THE PROBLEM: Please give an exact transcription of the records shown below.

>>>

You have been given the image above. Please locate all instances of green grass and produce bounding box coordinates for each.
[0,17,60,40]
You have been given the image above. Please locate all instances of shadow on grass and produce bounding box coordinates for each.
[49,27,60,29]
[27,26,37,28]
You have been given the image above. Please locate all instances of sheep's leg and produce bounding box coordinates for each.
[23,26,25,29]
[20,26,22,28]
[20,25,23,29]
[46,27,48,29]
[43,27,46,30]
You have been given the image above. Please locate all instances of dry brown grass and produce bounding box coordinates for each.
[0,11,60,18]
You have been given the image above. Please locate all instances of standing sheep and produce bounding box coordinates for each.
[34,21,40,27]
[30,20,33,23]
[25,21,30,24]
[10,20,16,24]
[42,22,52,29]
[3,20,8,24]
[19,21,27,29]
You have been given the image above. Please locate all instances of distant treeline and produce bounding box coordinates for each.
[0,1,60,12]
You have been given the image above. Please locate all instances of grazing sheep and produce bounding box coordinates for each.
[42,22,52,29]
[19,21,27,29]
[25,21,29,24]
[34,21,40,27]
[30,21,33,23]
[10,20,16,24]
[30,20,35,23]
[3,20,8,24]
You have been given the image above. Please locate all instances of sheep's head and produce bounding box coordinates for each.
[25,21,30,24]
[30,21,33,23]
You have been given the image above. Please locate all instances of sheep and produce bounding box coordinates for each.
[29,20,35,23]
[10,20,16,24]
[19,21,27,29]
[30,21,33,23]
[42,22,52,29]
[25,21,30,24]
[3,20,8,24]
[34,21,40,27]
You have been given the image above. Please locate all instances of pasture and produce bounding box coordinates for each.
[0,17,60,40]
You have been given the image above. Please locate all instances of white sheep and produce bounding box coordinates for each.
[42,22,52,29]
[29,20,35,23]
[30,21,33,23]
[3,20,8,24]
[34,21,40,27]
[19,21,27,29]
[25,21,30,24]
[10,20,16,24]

<<<

WRITTEN SOLUTION:
You have been given the image above. Please locate all instances of green grass and produce bounding box coordinates for each.
[0,17,60,40]
You have been given the image above. Please locate all instances of shadow on grass and produce bounding box coordinates for each.
[49,27,60,29]
[27,26,37,28]
You have been given the image above. Please locate all instances of sheep's leg and produce bounding box coordinates for each.
[23,26,25,29]
[20,26,22,28]
[20,25,23,29]
[46,27,48,29]
[43,27,46,30]
You have been given the image above. Please locate all instances of dry brown grass and produce bounding box coordinates for each.
[0,11,60,18]
You have been given the image above. Please locate all instances of standing sheep and produce bounding box coordinates for each.
[34,21,40,27]
[30,20,33,23]
[25,21,30,24]
[10,20,16,24]
[42,22,52,29]
[3,20,8,24]
[19,21,27,29]
You have been given the image above. Please locate all instances of distant treeline and produce bounding box coordinates for each.
[0,1,60,12]
You have been given the image above. Please locate all instances of grazing sheep and produce bounding box coordinates for each.
[42,22,52,29]
[19,21,27,29]
[25,21,29,24]
[34,21,40,27]
[30,21,33,23]
[10,20,16,24]
[30,20,35,23]
[3,20,8,24]
You have been given the image above. Please locate all instances of sheep's head and produce bounding box coordinates for each.
[25,21,30,24]
[30,21,33,23]
You have been given the image above. Please locate all instances of sheep and produce bounding box coordinates for each.
[29,20,35,23]
[10,20,16,24]
[19,21,27,29]
[30,21,33,23]
[42,22,52,29]
[25,21,30,24]
[3,20,8,24]
[34,21,40,27]
You have been given the image above. Please locate all instances of pasture and produce bounding box coordinates for each.
[0,17,60,40]
You have been given the image above. Please locate all instances of white sheep and produce bounding box coordinates for each.
[42,22,52,29]
[29,20,35,23]
[30,21,33,23]
[3,20,8,24]
[34,21,40,27]
[19,21,27,29]
[25,21,30,24]
[10,20,16,24]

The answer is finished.